Items from a data source ->
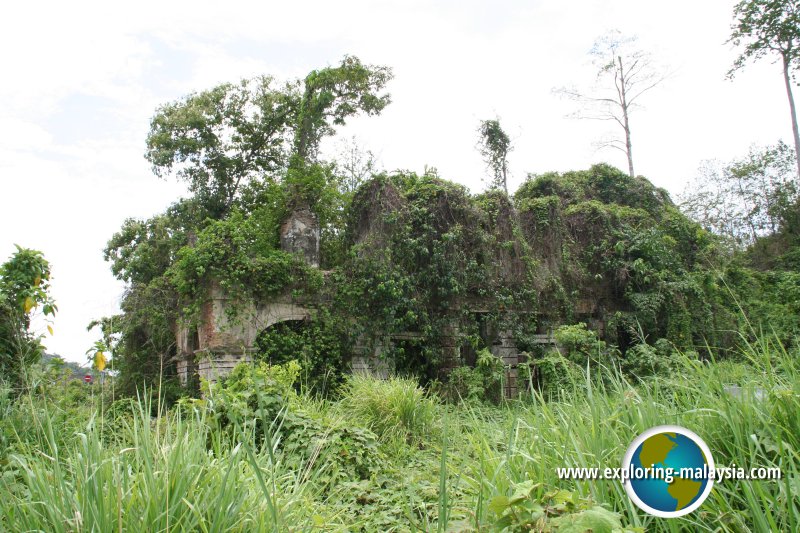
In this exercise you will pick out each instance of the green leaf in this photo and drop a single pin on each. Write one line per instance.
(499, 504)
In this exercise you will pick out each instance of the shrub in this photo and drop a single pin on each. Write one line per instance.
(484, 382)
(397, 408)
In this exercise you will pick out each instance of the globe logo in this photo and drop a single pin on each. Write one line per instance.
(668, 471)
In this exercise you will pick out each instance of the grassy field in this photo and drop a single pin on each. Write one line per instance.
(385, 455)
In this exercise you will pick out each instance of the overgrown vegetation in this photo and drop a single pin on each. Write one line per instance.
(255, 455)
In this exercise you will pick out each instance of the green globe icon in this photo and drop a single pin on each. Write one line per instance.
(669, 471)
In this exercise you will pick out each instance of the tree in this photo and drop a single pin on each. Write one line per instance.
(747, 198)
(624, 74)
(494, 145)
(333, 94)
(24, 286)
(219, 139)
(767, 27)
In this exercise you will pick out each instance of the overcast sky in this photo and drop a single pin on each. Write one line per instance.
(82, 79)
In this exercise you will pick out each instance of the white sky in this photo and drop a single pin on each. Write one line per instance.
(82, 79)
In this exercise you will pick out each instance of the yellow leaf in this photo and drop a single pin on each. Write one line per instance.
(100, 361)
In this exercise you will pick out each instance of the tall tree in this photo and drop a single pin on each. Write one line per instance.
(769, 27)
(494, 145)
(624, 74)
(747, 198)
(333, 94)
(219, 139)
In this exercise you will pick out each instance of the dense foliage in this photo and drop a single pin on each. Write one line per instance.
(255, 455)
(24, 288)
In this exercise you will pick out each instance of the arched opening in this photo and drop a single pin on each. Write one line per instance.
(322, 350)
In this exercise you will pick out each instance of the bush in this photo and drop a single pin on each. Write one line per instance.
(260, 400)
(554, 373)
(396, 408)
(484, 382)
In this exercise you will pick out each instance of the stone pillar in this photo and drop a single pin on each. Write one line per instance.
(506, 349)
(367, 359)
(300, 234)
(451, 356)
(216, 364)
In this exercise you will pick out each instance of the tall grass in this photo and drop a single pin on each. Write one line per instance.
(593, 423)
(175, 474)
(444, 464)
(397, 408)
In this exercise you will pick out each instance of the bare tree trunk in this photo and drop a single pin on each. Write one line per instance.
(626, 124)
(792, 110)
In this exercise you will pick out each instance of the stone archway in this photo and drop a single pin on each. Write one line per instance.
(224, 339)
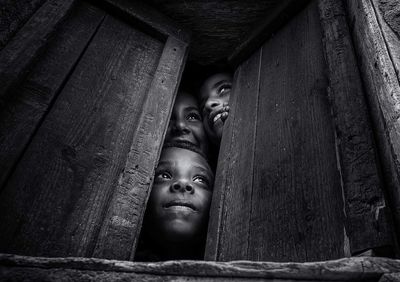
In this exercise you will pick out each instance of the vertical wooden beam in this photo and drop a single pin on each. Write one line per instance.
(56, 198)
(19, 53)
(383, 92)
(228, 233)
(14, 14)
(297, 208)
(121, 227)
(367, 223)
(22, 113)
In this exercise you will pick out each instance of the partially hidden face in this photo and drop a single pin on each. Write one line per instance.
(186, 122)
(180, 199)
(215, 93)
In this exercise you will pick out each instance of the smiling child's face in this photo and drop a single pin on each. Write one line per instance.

WORK REQUIRED ->
Without carrying over any pictures, retype the records above exactly.

TASK ANSWER ->
In this exercise you will pick out each instance of the green leaf in this photo and drop a single pin on each. Write one line per instance.
(499, 504)
In this exercise you will pick out each instance of the shrub in this photo and drop a single pin on each. Write one line per instance.
(484, 382)
(397, 408)
In this exercise you will pick out each instance of the globe logo in this photo and drop a single pin on each. Write one line per instance.
(668, 471)
In this exercise you will pick out each instance of the grassy field in this photo and drop a single pin on each. Write one line per instance.
(385, 455)
In this exercise you will pick out each instance of the overgrown vegetation in this photo and drop a single pin on each. Write one line per instance.
(255, 455)
In this exercise you will pick out each instance of the green globe icon in this photo and drop a single pin on each. Write one line per instance.
(669, 471)
In this exercise you will pick out each instance of the tree in this photo and drop a single pin on each. Write one line per instance.
(747, 198)
(624, 74)
(494, 145)
(333, 94)
(24, 286)
(219, 139)
(767, 27)
In this exercise you will pick out each instance of the overcast sky in this photo and drop a single pin on each. Write one line per instance.
(82, 79)
In this exercise you will pick out each instance of the white sky in this photo and drop a single pin on each. Write one line per instance.
(82, 79)
In this exercise you will pick out each instance of the yellow leaf in this photo and drop a single pin on each. Write one line per instance.
(100, 361)
In this exercise you will pick out each instance of the tall tree in this photo and drop a single pin on each. Write one line per instance.
(769, 27)
(494, 145)
(624, 74)
(747, 198)
(333, 94)
(219, 139)
In this exercise you will pick out each instance of the dense foliage in this photo and drop a single pin on each. Write one line per instance.
(255, 455)
(24, 288)
In this exercise you will pick out each instance of the arched opening in this photo and drop a single pin on each. Write one line per instance.
(322, 350)
In this exercise you will pick out each instance of the bush in this photo and drop a single pin on each. Write one line per instance.
(260, 400)
(554, 373)
(396, 408)
(484, 382)
In this exercise you will pick out each instance of the stone pillar in this photo and drop a single pin on each. Write one line per instance.
(506, 349)
(367, 359)
(300, 234)
(451, 356)
(216, 364)
In this exercise you will pick out each instance of the tall grass in this photo and drop a single pin on each. Write one line per instance.
(593, 423)
(175, 474)
(444, 464)
(397, 408)
In this exercise you will pick out each instance of the bare tree trunk in this photo and drop a single pin on each. Write one line per instance.
(626, 124)
(792, 110)
In this exercise you will pick out each instance of the stone archway in this photo and drop a single pin on each. Write one line per instance.
(224, 339)
In this exercise you will pick out each instance of the vertical wooden beam in this photo and drop a single pin on each. Write one line per instance.
(56, 198)
(19, 53)
(383, 92)
(228, 233)
(14, 14)
(297, 208)
(121, 227)
(367, 223)
(22, 113)
In this exercise you will pick out each instance of the partially hidden face in this photo and drop a single pin on each. Write one line per instance.
(186, 122)
(180, 199)
(215, 93)
In this exercise you will pick out each instance of the smiling child's face in this photo and drop a single pin on each. Write one line per instance.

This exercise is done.